**简短任务 1:** 请统计条目中含有字符串“ferris”的行数,只给出这个数字。

**文章:**
====================

CSP201809-4 再卖菜

目录

  • CSP201809-4 再卖菜
    • 60分dfs
    • 100分建立差分约束系统

CSP201809-4 再卖菜

这场打完就忘记了。当时这题一直在想怎么建立差分约束系统,最后没建出来0分,队友搜索暴力剪纸可能还有记忆化过的,其他人有的都是搜索拿的几十分,
用最暴力的写法直接搜即可。

60分dfs

菜的价格在1~100之间,直接dfs枚举菜的价格即可。300^n复杂度?其实减枝能剪掉很多。

#include 

using namespace std;
const int MAXN = 310;

int n, a[MAXN], b[MAXN];

bool flag = false;

void dfs(int step) {
    int i = 0;
    if(flag) {
        return ;
    }
    if(step == n + 1) {
        bool ok = true;
        if((b[1] + b[2]) / 2 != a[1] || (b[n] + b[n - 1]) / 2 != a[n]) {
            ok = false;
        }
        for(i = 2; i <= n - 1; i++ ) {
            if((b[i - 1] + b[i] + b[i + 1]) / 3 != a[i]) {
                ok = false;
            }
        }
        if(!ok) {
            return ;
        }
        for(i = 1; i <= n; i++ ) {
            if(i != 1) {
                printf(" ");
            }
            printf("%d", b[i]);
        }
        puts("");
        flag = true;
        return ;
    }
    for(i = 1; i <= 130; i++ ) {
        b[step] = i;
        if(step == 2) {
            if(a[1] != (b[1] + b[2]) / 2) {
                continue;
            }
        } else {
            if(step >= 3) {
                if((b[step] + b[step - 1] + b[step - 2]) / 3 != a[step - 1]) {
                    continue;
                }
            }
        }
        if(step <= n) {
            dfs(step + 1);
        }
    }
}

int main() {
    scanf("%d", &n);
    for(int i = 1; i <= n; i++ ) {
        scanf("%d", &a[i]);
    }
    dfs(1);

    return 0;
}

100分建立差分约束系统

在现场的时候我就一直在想怎么建。三元不等式不会化简单。现在才知道,另si = x1 + x2 + ... xn
这样例如x2 + x3 + x4 就可以用s4 - s1代替。这样题目获得的是a数组。我们有s数组,不等式直接建立差分约束系统即可。具体不等式见注释
学过差分约束的讲到这里就够了,不会的需要补一补基础。

/**
等式的确立是由于向下取整
a1 * 2 <= x1 + x2 <= a1 * 2 + 1
a2 * 3 <= x1 + x2 + x3 <= a2 * 3 + 2
...

====================

**所给条目:**
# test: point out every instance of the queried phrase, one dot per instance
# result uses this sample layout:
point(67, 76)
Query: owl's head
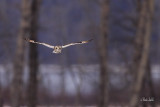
point(57, 49)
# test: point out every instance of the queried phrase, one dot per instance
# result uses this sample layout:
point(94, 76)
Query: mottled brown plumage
point(57, 49)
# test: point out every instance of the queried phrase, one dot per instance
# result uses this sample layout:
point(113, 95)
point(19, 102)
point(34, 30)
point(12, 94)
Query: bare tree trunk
point(103, 54)
point(138, 45)
point(144, 57)
point(19, 56)
point(33, 56)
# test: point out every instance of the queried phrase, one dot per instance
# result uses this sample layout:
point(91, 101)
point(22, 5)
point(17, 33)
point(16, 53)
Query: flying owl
point(57, 49)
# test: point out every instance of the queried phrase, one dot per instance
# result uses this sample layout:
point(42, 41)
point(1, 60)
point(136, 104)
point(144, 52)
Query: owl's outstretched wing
point(32, 41)
point(76, 43)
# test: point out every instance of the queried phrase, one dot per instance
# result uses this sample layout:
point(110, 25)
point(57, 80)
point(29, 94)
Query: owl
point(57, 49)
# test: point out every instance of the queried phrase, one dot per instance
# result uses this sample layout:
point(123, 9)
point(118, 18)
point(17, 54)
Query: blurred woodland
point(119, 68)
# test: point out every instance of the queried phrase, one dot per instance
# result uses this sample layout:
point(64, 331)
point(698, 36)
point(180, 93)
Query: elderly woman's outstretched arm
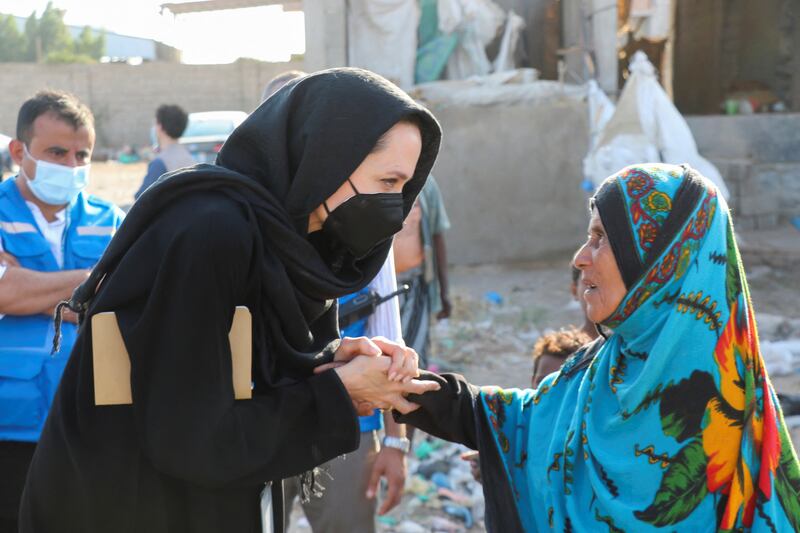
point(448, 413)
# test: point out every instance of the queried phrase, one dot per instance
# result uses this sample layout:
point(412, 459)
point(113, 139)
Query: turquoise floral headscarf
point(671, 424)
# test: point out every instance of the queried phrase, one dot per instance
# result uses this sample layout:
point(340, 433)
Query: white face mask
point(56, 184)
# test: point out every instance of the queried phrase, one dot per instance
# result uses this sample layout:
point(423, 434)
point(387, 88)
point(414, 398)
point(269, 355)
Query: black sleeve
point(188, 423)
point(452, 413)
point(448, 413)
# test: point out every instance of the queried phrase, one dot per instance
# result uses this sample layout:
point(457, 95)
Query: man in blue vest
point(51, 235)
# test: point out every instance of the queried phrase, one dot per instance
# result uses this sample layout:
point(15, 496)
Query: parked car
point(207, 131)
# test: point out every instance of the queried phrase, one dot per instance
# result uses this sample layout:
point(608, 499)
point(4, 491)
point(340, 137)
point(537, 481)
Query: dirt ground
point(500, 310)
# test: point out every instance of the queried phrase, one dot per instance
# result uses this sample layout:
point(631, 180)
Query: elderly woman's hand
point(366, 381)
point(405, 361)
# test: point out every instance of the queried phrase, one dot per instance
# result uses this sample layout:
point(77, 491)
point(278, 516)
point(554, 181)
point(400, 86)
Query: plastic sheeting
point(646, 127)
point(477, 23)
point(508, 44)
point(382, 37)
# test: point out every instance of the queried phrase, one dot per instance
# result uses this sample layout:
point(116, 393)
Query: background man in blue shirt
point(51, 235)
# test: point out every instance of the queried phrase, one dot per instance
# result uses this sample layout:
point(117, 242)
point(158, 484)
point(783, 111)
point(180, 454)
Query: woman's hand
point(365, 380)
point(405, 361)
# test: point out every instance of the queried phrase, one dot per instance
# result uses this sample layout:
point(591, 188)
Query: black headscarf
point(280, 164)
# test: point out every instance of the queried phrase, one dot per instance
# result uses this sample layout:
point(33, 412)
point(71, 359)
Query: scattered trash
point(494, 297)
point(387, 520)
point(443, 525)
point(781, 357)
point(461, 512)
point(407, 526)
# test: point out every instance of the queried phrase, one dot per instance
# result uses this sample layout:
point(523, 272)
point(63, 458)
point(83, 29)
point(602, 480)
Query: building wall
point(510, 176)
point(722, 42)
point(124, 98)
point(758, 157)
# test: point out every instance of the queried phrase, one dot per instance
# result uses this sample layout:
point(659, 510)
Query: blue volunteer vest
point(29, 375)
point(358, 329)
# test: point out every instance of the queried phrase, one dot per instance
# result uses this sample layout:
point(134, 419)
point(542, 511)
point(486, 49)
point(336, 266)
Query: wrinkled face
point(545, 364)
point(604, 288)
point(387, 169)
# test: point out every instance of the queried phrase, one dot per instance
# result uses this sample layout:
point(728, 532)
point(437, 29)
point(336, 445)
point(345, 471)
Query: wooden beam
point(223, 5)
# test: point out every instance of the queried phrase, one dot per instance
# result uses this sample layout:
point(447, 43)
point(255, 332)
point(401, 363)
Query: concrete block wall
point(124, 98)
point(759, 158)
point(510, 176)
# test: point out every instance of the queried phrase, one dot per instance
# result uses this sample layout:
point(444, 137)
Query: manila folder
point(112, 364)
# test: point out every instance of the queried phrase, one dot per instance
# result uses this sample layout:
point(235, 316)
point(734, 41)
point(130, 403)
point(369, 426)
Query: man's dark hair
point(62, 105)
point(173, 119)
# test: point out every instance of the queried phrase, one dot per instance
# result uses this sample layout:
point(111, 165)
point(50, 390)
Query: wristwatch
point(398, 443)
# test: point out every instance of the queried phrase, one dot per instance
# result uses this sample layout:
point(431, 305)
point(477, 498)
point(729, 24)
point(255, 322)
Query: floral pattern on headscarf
point(672, 424)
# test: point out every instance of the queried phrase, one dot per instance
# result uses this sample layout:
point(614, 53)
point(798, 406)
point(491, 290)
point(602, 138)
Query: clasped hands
point(377, 374)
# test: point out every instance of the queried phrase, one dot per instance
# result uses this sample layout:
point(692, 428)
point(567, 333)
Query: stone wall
point(510, 175)
point(759, 158)
point(124, 97)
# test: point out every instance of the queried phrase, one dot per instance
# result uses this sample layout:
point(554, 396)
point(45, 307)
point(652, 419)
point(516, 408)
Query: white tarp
point(508, 44)
point(382, 37)
point(477, 22)
point(646, 127)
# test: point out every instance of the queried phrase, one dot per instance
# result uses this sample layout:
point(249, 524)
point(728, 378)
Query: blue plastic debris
point(494, 297)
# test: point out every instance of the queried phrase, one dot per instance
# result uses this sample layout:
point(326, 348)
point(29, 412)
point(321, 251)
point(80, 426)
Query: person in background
point(420, 257)
point(51, 234)
point(171, 121)
point(552, 349)
point(669, 421)
point(348, 502)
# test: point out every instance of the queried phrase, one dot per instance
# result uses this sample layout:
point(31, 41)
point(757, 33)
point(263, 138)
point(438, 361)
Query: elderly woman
point(667, 423)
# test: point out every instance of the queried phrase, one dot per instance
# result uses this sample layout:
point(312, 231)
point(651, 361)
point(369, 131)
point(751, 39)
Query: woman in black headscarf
point(282, 224)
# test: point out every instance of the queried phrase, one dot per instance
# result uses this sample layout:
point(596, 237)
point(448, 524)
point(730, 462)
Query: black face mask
point(364, 221)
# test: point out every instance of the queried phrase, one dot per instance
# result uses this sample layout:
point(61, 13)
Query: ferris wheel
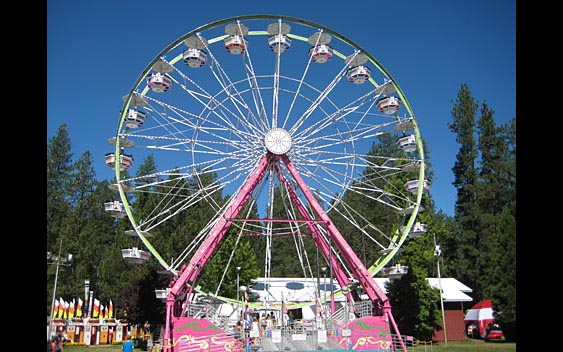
point(270, 111)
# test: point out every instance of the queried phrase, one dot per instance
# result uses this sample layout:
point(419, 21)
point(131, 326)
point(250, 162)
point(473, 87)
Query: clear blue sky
point(97, 49)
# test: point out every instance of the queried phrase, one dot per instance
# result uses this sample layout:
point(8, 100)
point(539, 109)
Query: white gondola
point(136, 100)
point(279, 43)
point(236, 44)
point(123, 142)
point(389, 105)
point(159, 82)
point(408, 210)
point(194, 57)
point(133, 233)
point(417, 230)
point(135, 118)
point(396, 271)
point(162, 294)
point(115, 208)
point(320, 53)
point(413, 166)
point(126, 188)
point(135, 255)
point(405, 125)
point(408, 143)
point(412, 186)
point(359, 74)
point(125, 161)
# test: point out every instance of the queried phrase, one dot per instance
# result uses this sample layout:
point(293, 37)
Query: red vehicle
point(480, 322)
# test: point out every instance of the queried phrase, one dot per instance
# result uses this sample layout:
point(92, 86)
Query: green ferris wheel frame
point(139, 89)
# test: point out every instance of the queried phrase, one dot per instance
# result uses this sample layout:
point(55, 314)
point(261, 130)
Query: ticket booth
point(111, 324)
point(92, 332)
point(103, 334)
point(75, 330)
point(119, 332)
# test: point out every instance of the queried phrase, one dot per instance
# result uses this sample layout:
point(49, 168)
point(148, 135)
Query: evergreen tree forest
point(478, 244)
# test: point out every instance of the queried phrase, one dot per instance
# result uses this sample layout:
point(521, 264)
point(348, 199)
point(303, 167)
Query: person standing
point(128, 346)
point(57, 345)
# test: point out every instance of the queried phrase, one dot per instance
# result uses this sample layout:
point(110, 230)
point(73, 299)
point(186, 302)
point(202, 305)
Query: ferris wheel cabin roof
point(273, 288)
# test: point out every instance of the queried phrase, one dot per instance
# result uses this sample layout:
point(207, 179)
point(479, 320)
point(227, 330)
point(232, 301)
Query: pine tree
point(465, 182)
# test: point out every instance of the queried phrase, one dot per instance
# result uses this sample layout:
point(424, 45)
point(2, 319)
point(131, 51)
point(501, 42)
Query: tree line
point(477, 243)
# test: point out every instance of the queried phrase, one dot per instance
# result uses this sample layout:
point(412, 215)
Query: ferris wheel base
point(365, 334)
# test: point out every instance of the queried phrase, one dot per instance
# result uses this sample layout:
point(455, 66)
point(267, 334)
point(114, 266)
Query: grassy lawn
point(469, 345)
point(453, 346)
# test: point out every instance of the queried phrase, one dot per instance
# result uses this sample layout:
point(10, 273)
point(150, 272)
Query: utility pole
point(438, 254)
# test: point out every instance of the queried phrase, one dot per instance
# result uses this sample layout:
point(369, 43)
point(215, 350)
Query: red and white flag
point(110, 312)
point(79, 308)
point(61, 307)
point(71, 309)
point(96, 308)
point(56, 309)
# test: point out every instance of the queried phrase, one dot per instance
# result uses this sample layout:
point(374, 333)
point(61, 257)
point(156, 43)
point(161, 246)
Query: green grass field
point(453, 346)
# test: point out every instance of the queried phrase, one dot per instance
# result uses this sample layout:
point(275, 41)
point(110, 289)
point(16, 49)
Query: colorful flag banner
point(61, 308)
point(110, 312)
point(56, 309)
point(96, 308)
point(79, 308)
point(71, 309)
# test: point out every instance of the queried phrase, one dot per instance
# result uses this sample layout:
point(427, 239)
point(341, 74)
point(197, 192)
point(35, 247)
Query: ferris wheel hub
point(277, 141)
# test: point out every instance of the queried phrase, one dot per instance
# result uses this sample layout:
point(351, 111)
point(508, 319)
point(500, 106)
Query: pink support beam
point(357, 267)
point(320, 242)
point(216, 234)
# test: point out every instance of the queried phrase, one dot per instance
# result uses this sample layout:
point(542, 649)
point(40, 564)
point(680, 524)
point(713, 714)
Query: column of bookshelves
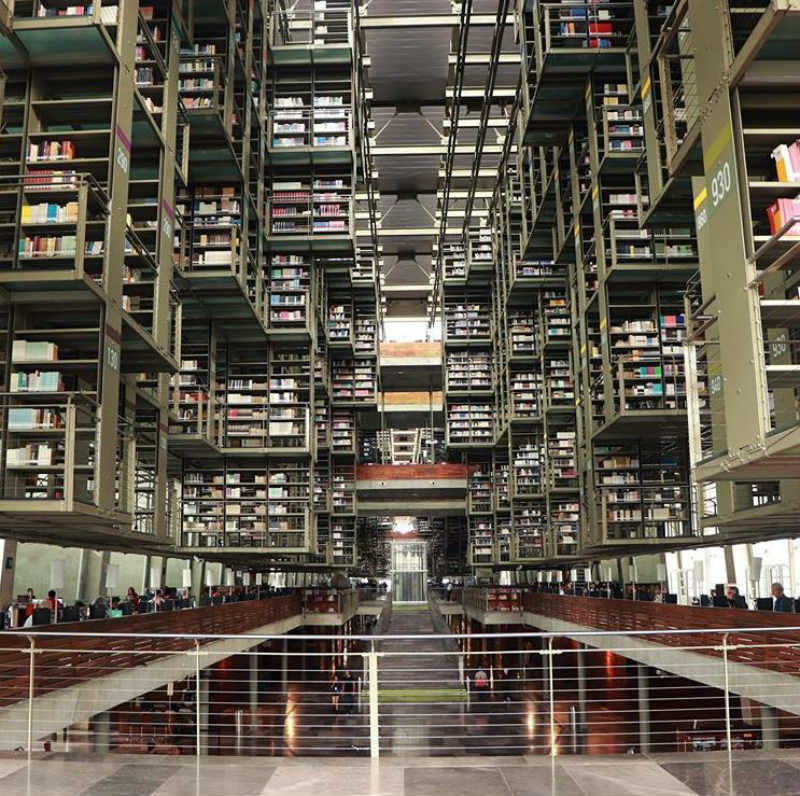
point(193, 403)
point(291, 394)
point(289, 294)
point(480, 509)
point(13, 140)
point(291, 494)
point(469, 387)
point(73, 231)
point(343, 517)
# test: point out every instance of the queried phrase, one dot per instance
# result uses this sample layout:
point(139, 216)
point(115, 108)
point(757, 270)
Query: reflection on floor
point(753, 774)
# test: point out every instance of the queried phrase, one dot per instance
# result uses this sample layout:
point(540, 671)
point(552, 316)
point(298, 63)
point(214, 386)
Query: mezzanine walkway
point(753, 773)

====================

**简短任务 2:** 把这篇再卖菜题解文章中“在现场的时候我就一直在想怎么建。三元不等式不会化简单。现在才知道,另si = x1”与“学过差分约束的讲到这里就够了,不会的需要补一补基础。”之间的文字一字不改地抄下来,两端的这两处也包括在内。

**最终结果 1:** 5

**最终结果 2:**
在现场的时候我就一直在想怎么建。三元不等式不会化简单。现在才知道,另si = x1 + x2 + ... xn
这样例如x2 + x3 + x4 就可以用s4 - s1代替。这样题目获得的是a数组。我们有s数组,不等式直接建立差分约束系统即可。具体不等式见注释
学过差分约束的讲到这里就够了,不会的需要补一补基础。